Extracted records

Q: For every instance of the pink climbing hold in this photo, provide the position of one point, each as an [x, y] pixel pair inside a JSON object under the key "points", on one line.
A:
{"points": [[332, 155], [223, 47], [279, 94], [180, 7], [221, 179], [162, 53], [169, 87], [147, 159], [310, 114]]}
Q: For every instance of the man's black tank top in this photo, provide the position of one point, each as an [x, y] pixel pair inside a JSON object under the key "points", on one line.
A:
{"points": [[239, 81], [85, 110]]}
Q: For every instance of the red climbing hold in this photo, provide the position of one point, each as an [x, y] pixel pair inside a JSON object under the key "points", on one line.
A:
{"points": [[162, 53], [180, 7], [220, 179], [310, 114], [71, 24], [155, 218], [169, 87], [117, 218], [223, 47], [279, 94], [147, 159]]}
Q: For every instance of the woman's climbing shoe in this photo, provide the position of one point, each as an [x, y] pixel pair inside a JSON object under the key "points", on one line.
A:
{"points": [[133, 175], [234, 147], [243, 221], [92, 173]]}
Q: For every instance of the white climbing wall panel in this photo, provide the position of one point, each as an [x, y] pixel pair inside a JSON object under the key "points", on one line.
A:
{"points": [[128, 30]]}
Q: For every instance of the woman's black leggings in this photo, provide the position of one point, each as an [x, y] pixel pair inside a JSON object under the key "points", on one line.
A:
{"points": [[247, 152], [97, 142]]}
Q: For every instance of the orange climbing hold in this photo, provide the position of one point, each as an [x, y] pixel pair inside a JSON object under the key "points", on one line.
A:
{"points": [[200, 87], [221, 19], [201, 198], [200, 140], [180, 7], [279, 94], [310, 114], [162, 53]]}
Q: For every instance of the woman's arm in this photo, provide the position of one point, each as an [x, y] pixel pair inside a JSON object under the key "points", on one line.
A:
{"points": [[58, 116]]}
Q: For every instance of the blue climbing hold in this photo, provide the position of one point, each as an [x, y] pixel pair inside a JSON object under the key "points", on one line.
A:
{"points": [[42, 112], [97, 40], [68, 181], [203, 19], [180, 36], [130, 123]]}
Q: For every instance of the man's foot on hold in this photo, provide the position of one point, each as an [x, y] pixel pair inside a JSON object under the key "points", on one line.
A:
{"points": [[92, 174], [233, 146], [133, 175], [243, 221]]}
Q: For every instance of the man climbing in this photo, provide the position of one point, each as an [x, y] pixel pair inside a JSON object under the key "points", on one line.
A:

Problem statement: Write the records out again, swapping every "climbing hold" for "handhold" and leaving everything else as it is.

Exercise answer:
Q: For every instance of the pink handhold in this photo, provide the position of one point, each as an [x, y] pixel pair inside a JSON object under the key "points", on one line.
A:
{"points": [[332, 155], [223, 47], [279, 94], [180, 7], [221, 179], [162, 53], [169, 87], [147, 159], [310, 114]]}
Q: For every instance of the man's black tank top in this photo, provide the position of one point, each as an [x, y] pixel pair inside a JSON object under the key "points", on one line.
A:
{"points": [[239, 81], [85, 110]]}
Q: For every instance of the red handhold in this photo, provide the position of one point, each as an [x, y] pixel pair inside a JSON object under the key "points", on one line.
A:
{"points": [[162, 53], [180, 7], [220, 179], [310, 114], [71, 24], [155, 218], [169, 87], [117, 218], [223, 47], [279, 94], [147, 159]]}
Q: For every instance of the woman's climbing shoe in this photo, provide the position of one point, each as an [x, y] pixel pair inside a JSON object under the key "points", on one line.
A:
{"points": [[133, 175], [234, 147], [243, 221], [92, 173]]}
Q: For every instance of the white climbing wall panel in this photo, provide the position of one point, each as an [x, y] pixel pair inside a JSON object under the key "points", on one line.
A:
{"points": [[128, 30]]}
Q: For every instance of the woman's black leggings in this photo, provide the position of one point, each as an [x, y] pixel pair inside a JSON object under the key "points", on one line.
A:
{"points": [[247, 152], [97, 142]]}
Q: For every instance of the orange handhold in this photo, provide the position of one point, each as an [x, y] pixel pair inside a JSON object under the key "points", on one line.
A:
{"points": [[200, 87], [221, 19], [201, 198], [200, 140], [180, 7], [279, 94], [310, 114], [162, 53]]}
Q: For every instance of the woman's arm in this photo, provide the position of one point, each as an [x, y] pixel pair inside a JSON object under the key "points", on one line.
A:
{"points": [[58, 116]]}
Q: For every instance of the blue handhold in this photo, provide the position of one point, each as an [x, y] pixel pair inside a JSON object under the key "points", on one line.
A:
{"points": [[42, 112], [97, 40], [68, 181], [203, 19], [180, 36], [130, 123]]}
Q: For every instance of the man's foot on hold in this photo, provide the position of one point, each as an [x, y] pixel pair inside a JSON object under the key "points", on one line.
A:
{"points": [[92, 174], [233, 146], [133, 175], [243, 221]]}
Q: For every instance of the man climbing in this photo, provide the position of one point, each as an [x, y] pixel pair inside a JSON object under the key "points", on one line.
A:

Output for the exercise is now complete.